Copy out word for word the lines of the records below, starting with the line that contains "Mark a point on each instance of the child" and going on through the last line of the records, with nothing else.

## Source material
****************

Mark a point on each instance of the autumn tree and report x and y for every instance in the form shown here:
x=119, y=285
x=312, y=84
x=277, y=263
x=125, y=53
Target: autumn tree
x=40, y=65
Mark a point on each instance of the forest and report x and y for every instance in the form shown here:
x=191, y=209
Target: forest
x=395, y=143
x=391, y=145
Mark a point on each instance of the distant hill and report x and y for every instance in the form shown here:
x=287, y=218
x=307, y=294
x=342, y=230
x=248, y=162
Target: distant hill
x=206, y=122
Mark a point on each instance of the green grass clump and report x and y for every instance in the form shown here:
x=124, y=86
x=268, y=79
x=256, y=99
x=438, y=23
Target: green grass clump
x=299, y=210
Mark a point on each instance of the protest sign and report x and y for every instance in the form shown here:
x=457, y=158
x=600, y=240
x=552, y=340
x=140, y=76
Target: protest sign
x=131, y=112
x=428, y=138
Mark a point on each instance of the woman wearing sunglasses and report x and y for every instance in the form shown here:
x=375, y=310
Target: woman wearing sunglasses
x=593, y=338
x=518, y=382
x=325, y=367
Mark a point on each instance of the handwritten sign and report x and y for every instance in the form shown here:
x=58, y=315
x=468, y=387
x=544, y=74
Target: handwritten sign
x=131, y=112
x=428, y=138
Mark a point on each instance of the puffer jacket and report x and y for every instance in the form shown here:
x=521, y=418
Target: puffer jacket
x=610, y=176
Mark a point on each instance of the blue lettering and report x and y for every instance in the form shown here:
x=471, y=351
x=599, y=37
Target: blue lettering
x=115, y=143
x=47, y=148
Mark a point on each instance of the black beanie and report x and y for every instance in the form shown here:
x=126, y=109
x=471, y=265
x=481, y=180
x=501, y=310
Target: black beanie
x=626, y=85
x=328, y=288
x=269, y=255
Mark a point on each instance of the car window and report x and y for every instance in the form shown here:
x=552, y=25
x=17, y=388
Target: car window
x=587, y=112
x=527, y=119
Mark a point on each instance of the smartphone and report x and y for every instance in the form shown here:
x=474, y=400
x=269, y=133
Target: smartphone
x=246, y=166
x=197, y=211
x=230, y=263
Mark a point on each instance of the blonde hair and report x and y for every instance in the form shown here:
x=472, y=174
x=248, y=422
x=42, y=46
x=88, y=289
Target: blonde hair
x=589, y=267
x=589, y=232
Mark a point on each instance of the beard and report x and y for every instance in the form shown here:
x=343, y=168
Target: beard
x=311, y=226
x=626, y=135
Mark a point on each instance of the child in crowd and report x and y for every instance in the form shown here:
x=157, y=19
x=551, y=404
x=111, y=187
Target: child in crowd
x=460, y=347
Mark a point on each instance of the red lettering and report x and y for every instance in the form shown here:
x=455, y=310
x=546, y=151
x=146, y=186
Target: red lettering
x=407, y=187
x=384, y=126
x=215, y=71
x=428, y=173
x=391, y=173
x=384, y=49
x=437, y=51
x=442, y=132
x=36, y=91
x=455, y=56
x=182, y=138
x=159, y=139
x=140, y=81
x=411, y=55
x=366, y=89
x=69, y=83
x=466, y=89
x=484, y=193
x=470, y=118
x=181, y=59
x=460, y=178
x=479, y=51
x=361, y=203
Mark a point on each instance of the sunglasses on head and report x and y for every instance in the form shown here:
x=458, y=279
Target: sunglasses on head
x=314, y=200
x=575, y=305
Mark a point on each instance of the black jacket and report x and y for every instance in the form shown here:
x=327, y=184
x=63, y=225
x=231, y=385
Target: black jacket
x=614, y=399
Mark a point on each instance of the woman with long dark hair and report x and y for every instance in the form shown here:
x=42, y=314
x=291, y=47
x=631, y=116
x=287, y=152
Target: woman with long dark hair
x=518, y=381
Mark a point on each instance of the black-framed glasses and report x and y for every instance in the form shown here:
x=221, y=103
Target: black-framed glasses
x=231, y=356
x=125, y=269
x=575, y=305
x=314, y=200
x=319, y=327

****************

## Solution to the problem
Mark a point on each instance of the child in crowd and report x and y for every instance in the form shown here:
x=157, y=19
x=551, y=404
x=111, y=187
Target: child in crowd
x=460, y=347
Mark a point on each instance of the red lettering and report x and y for every instance in the form shown here:
x=455, y=310
x=546, y=151
x=146, y=186
Target: red lettering
x=407, y=187
x=384, y=126
x=215, y=71
x=428, y=173
x=391, y=173
x=384, y=49
x=437, y=51
x=442, y=132
x=36, y=91
x=455, y=56
x=182, y=138
x=159, y=139
x=140, y=81
x=411, y=55
x=366, y=89
x=69, y=83
x=466, y=89
x=484, y=193
x=470, y=118
x=181, y=59
x=460, y=178
x=479, y=51
x=361, y=203
Mark a point on each instance of the sunglasses on head and report x and y for every instance in the form shown here:
x=458, y=279
Target: sunglasses on head
x=314, y=200
x=575, y=305
Mark a point on each instance of the black jacket and report x and y for every instance in the form shown here:
x=327, y=184
x=63, y=225
x=231, y=385
Target: black jacket
x=614, y=399
Mark a point on each instance of the woman with long dark hair and report x and y for every instance in the form shown here:
x=42, y=314
x=291, y=47
x=631, y=116
x=287, y=152
Target: woman with long dark hair
x=518, y=381
Mark a point on each instance of the black-framed glasses and report x and y for every instance in the form shown here:
x=221, y=103
Target: black-framed glasses
x=231, y=356
x=125, y=269
x=575, y=305
x=314, y=200
x=319, y=327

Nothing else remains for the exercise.